> _REQUIREMENTS_
Copy every one of the records below word for word, but leave out the pictures.

───── DATA FOR THIS EXERCISE

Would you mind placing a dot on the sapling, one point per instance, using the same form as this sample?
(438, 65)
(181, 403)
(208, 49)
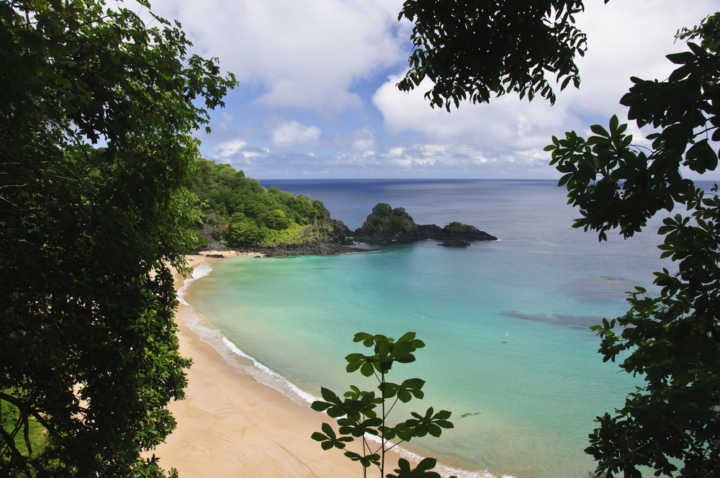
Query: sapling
(363, 413)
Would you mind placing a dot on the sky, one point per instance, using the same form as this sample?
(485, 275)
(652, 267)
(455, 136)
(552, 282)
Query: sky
(317, 95)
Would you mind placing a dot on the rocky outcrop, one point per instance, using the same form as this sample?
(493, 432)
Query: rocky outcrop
(386, 225)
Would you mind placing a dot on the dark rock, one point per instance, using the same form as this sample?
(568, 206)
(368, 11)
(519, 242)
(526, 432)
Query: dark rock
(455, 243)
(386, 225)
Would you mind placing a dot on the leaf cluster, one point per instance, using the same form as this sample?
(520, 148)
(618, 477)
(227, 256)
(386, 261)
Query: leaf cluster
(97, 118)
(473, 50)
(243, 213)
(362, 413)
(671, 424)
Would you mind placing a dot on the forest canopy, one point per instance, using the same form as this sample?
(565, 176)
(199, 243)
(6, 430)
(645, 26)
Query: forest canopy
(240, 212)
(98, 113)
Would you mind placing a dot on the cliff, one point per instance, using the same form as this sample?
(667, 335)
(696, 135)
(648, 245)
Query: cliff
(386, 225)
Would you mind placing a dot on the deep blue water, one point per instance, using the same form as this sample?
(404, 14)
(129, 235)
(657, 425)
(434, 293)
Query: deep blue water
(506, 322)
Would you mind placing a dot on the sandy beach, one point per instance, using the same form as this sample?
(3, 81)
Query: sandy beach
(230, 425)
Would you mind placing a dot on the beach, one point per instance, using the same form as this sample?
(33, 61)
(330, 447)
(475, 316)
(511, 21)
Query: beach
(230, 425)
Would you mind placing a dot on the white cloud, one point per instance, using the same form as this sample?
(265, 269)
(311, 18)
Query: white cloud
(303, 53)
(228, 149)
(363, 140)
(292, 132)
(507, 123)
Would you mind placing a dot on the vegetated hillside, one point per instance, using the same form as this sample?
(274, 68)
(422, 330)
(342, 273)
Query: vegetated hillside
(240, 213)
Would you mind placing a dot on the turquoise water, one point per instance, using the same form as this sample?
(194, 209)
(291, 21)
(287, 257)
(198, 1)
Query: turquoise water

──────────

> _EXPECTED ANSWER_
Would you mind placing a dot on the sapling, one point per instance, using the same form as this sample?
(438, 65)
(181, 403)
(208, 49)
Query: sapling
(363, 413)
Would you mind placing a dot on the sky, one point per instance, using the same form as this sample?
(485, 275)
(652, 267)
(455, 136)
(552, 282)
Query: sky
(317, 95)
Would you mind placing a dot on the rocky outcrop, one point per instance, using the same form as this sample?
(493, 432)
Query: rocky outcrop
(386, 225)
Would you mind placing a dot on the dark rock, one point per instance, using the same form as this sample?
(568, 206)
(368, 11)
(519, 242)
(526, 432)
Query: dark rock
(455, 243)
(386, 225)
Would you mind placing a dot on the leaf cluster, one point per instance, using the same form as this sample?
(520, 148)
(618, 477)
(227, 256)
(386, 261)
Query: leaf cluster
(97, 118)
(473, 50)
(243, 213)
(362, 413)
(671, 424)
Would you mind placing a dot on the forest canopy, one point per instance, using the same form as this sample?
(565, 176)
(199, 243)
(6, 430)
(645, 26)
Query: forest canopy
(240, 212)
(98, 113)
Would you mind placing a dot on the cliff, one point per instance, using the same form as this sample?
(667, 335)
(696, 135)
(648, 245)
Query: cliff
(386, 225)
Would you mind placing a dot on the deep blue water, one point per instance, using the same form as this sample?
(404, 14)
(129, 235)
(657, 425)
(434, 293)
Query: deep blue water
(506, 322)
Would you mind placing a dot on the sandy beach, one point per instance, using the same form as this sample?
(3, 81)
Query: sandy beach
(230, 425)
Would you mind placing a dot on the beach, one point per instance, using the same form as this sample?
(33, 61)
(330, 447)
(475, 316)
(511, 21)
Query: beach
(230, 425)
Would you mind placing a dot on the white cloud, one point per instance, using the same form as this sample?
(265, 269)
(311, 18)
Query: white cloud
(303, 53)
(228, 149)
(363, 140)
(292, 132)
(507, 123)
Would you mind placing a dot on the vegetated hillside, one point per instance, using the same form as this sample?
(274, 68)
(422, 330)
(342, 273)
Query: vegetated hillside
(240, 213)
Would you mind placing a dot on the turquoise water, one point per instance, using the same form as this sample?
(194, 209)
(291, 21)
(287, 257)
(198, 1)
Query: turquoise water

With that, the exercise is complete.